*** GIVEN RECORDS

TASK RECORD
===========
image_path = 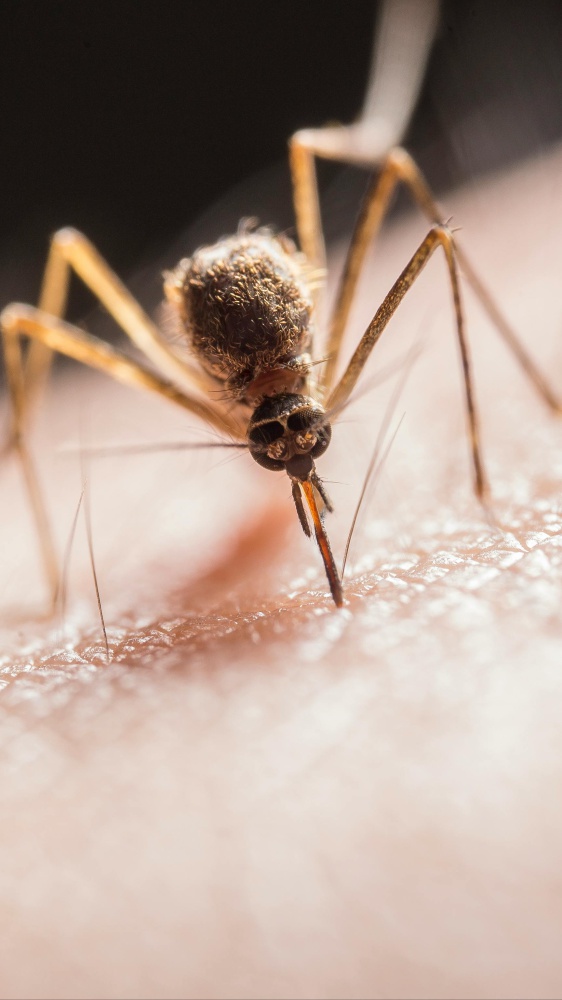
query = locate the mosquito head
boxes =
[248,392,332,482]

******
*** GIVEN RECORDS

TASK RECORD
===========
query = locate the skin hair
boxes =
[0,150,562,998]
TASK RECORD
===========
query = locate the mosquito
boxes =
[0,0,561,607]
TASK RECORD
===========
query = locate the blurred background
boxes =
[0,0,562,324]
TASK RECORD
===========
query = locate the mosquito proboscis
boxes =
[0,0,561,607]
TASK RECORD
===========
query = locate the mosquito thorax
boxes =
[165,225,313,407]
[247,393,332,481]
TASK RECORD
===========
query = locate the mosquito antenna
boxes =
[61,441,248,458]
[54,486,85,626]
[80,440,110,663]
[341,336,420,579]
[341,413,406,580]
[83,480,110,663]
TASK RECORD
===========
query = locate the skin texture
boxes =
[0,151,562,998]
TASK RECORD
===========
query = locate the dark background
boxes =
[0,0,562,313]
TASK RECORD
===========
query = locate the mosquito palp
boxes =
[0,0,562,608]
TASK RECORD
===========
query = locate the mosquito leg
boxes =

******

### TASK DIRECTIONS
Report each line of the data above that contains the string "query".

### FINAL RESULT
query = locate the mosquito head
query = locate the skin hair
query = locate the mosquito
query = locate the blurred background
query = locate the mosquito proboscis
query = locate the mosquito thorax
query = locate the mosquito antenna
query = locate the skin texture
query = locate the dark background
query = locate the mosquito palp
query = locate the mosquito leg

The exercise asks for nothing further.